>> Begin RAW RECORDS

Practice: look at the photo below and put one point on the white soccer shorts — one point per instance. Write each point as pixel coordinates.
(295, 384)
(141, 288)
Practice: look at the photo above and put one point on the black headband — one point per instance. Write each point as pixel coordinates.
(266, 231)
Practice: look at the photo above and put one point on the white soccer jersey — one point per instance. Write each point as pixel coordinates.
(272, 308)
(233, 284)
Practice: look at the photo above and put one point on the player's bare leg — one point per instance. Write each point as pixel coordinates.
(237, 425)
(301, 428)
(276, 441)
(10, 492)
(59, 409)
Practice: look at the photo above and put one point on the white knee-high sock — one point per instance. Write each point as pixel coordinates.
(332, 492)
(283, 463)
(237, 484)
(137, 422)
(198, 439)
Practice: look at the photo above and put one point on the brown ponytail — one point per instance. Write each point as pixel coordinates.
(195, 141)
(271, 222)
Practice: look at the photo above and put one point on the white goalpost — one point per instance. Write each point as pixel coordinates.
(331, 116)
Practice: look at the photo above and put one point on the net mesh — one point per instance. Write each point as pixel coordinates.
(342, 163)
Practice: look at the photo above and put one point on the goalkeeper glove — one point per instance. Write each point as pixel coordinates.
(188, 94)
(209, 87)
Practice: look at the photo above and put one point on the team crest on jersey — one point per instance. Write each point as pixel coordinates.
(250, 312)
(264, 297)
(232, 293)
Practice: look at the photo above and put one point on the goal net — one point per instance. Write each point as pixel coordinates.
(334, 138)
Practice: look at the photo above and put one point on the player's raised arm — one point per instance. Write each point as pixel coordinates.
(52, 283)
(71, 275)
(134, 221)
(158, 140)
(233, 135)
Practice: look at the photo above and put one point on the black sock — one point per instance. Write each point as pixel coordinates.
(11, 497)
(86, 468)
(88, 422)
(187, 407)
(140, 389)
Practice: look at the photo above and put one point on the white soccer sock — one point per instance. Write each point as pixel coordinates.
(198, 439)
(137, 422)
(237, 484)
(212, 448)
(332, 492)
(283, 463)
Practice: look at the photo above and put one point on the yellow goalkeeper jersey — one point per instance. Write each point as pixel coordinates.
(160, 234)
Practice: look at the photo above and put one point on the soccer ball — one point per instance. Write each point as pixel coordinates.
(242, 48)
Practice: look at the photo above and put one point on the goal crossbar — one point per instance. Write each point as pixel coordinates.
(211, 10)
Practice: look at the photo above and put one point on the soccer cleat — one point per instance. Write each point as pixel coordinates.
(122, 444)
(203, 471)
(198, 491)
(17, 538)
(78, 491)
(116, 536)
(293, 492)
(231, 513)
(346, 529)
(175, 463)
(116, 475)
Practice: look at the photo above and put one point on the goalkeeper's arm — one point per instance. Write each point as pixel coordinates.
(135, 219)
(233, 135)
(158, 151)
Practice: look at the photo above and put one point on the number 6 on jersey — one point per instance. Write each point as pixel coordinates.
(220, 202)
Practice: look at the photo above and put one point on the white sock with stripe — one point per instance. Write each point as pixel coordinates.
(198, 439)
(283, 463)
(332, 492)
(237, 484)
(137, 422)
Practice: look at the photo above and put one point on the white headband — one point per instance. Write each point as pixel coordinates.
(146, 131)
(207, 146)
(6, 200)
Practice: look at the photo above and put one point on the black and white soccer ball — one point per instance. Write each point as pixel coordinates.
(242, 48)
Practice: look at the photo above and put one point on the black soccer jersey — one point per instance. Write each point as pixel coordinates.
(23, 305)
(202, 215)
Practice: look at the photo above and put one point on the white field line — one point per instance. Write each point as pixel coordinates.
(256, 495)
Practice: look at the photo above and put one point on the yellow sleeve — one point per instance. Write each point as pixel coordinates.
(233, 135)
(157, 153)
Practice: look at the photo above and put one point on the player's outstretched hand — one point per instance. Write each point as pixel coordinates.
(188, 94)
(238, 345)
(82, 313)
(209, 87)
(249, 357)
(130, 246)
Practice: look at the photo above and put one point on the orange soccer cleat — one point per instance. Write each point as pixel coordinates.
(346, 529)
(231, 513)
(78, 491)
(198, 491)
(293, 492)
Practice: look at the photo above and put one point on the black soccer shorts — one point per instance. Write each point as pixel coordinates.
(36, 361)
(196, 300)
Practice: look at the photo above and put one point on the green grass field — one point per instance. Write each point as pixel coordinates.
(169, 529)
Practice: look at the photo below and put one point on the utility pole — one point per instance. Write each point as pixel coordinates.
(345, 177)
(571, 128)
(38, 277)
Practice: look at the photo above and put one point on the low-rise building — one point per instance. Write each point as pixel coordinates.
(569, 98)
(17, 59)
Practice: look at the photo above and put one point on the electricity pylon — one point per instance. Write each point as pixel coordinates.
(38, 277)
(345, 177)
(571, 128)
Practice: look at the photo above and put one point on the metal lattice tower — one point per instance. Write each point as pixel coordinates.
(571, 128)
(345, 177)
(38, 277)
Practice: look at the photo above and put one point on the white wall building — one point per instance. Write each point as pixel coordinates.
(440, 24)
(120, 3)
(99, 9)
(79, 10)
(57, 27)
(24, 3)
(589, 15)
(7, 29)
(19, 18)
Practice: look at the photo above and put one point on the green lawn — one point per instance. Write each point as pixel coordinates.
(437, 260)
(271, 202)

>> End RAW RECORDS

Exactly as shown above, return every record.

_RESPONSE TO THE EXERCISE_:
Practice: look at the photo below and put one point on the white soccer shorts — one point per instance. Write each point as pixel coordinates.
(295, 384)
(141, 288)
Practice: look at the photo above and put one point on the black headband — one point per instance. Write each point as pixel coordinates.
(266, 231)
Practice: look at the photo above and put one point on the white soccer jersey — one point per instance. Write each point as pixel coordinates.
(272, 308)
(233, 284)
Practice: look at the photo above and put one point on the player's bare leg — one point per instance. Write each point as pixel coordinates.
(237, 425)
(301, 428)
(276, 441)
(10, 492)
(59, 409)
Practice: look at the photo above and put one point on the white knee-high sock — one point per instance. Write each point as pixel coordinates.
(332, 492)
(283, 463)
(237, 484)
(137, 422)
(198, 439)
Practice: look at the photo above and put one point on the brown ponytail — one point per instance. Write each point as pixel coordinates.
(195, 141)
(271, 222)
Practice: look at the photo above and put one point on the white goalpost — one point per instance. Write each point as pixel coordinates.
(331, 116)
Practice: look at the photo above and put one point on the net mesh — one point per instance. Write each point as pixel coordinates.
(342, 163)
Practice: look at the photo above and put one point on the goalkeeper glove — one point per instance. Write each point as pixel coordinates.
(188, 94)
(209, 87)
Practice: look at the photo above and put one point on the team crest on jersey — one point per instance. Write each point as pixel coordinates.
(250, 312)
(264, 297)
(232, 293)
Practice: look at the photo above and put one point on the goal net — one point per instance. Write each point as pixel coordinates.
(334, 138)
Practice: look at the photo above and put one point on the player's raised arm — one point per instance. Write each point as pixel coordinates.
(52, 283)
(71, 275)
(134, 221)
(158, 140)
(233, 135)
Practice: look at the photo above and put one point on the black sock — one point per instance. Write each point as pixel coordinates.
(11, 497)
(86, 468)
(88, 422)
(187, 407)
(140, 389)
Practice: look at the photo above and put one point on the white soccer sock — one point per instance. Write each point as pixel coordinates.
(198, 439)
(137, 422)
(237, 484)
(212, 448)
(332, 492)
(283, 463)
Practice: look at the photo above and put one point on the yellow goalkeeper jersey — one point per instance. Write each point as pixel coordinates.
(160, 234)
Practice: look at the photo above and put one point on the soccer ball — one point per instance. Write each point as pixel coordinates.
(242, 48)
Practice: look at the photo above and put one point on the goal crossbar — one point per instance. Write each point as pixel coordinates.
(211, 10)
Practice: look at the photo above and put one point on the soccer cleat — one point per instance. Write each point as pixel coordinates.
(122, 444)
(203, 471)
(198, 491)
(17, 538)
(78, 491)
(116, 536)
(293, 492)
(231, 513)
(346, 529)
(175, 463)
(116, 475)
Practice: look at the photo above and put one point on the goalkeeper's arm — one point per instance. Write each point as pixel coordinates.
(135, 219)
(233, 135)
(158, 151)
Practice: look at the photo above and put one point on the number 6 on jersey — one point per instance. Write each point as pixel coordinates.
(220, 202)
Practice: look at the photo above and put one point on the white sock with stripe — one point per instance. Write each point as pixel coordinates.
(198, 439)
(283, 463)
(332, 492)
(237, 484)
(137, 422)
Practice: look at the photo above and put one point on the white headband — one point per instance. Write each point as pixel coordinates.
(146, 131)
(207, 146)
(6, 200)
Practice: look at the photo above and put one point on the black and white soccer ball — one point per instance. Write each point as pixel coordinates.
(242, 48)
Practice: look at the photo above and put one point on the black soccer jersey — one point per instance. Write each point as pixel coordinates.
(23, 305)
(202, 215)
Practice: look at the photo above and put one point on the white field line — one point per instance. Write each point as pixel coordinates.
(256, 495)
Practice: look at the photo above and put one point on the yellow sleeve — one point per instance. Write each point as pixel coordinates.
(233, 135)
(157, 153)
Practice: look at the photo above and put one point on the player's outstretched hand — one point per instance. Write each point as pixel coordinates.
(188, 94)
(238, 345)
(82, 313)
(209, 87)
(249, 357)
(130, 246)
Practice: look at the photo above and put one point on the orange soccer cleat — one point per instance. Write each point as pixel coordinates.
(346, 529)
(231, 513)
(78, 491)
(198, 491)
(293, 492)
Practice: look at the photo above and put one point on the black soccer shorts — one point per instance. Write each point as pixel coordinates.
(36, 361)
(196, 300)
Practice: look at the photo above and put one point on the green grass field — one point per instance. Write each point as pixel coordinates.
(169, 529)
Practice: look at the photo below and put one point on the utility pole — one point per instance. Write each point as pixel coordinates.
(345, 177)
(571, 128)
(38, 277)
Practice: look at the photo above and put one point on the low-rise building — one point per instance. Write each point as pixel coordinates.
(569, 98)
(17, 59)
Practice: look at the photo above and put one point on the electricity pylon — one point per instance. Write each point as pixel coordinates.
(38, 277)
(345, 177)
(571, 128)
Practice: look at the photo above and put one point on the metal lattice tower — one point per instance. Write each point as pixel coordinates.
(571, 128)
(345, 177)
(38, 277)
Practice: look at the photo above and put one point on the white wall building — one point per instance. Write each point as pixel coordinates.
(440, 24)
(120, 3)
(99, 9)
(79, 10)
(57, 27)
(24, 3)
(589, 15)
(7, 29)
(19, 18)
Practice: look at the photo above and put one point on the green lawn — one point per instance. Write each point as pixel coordinates.
(437, 260)
(271, 202)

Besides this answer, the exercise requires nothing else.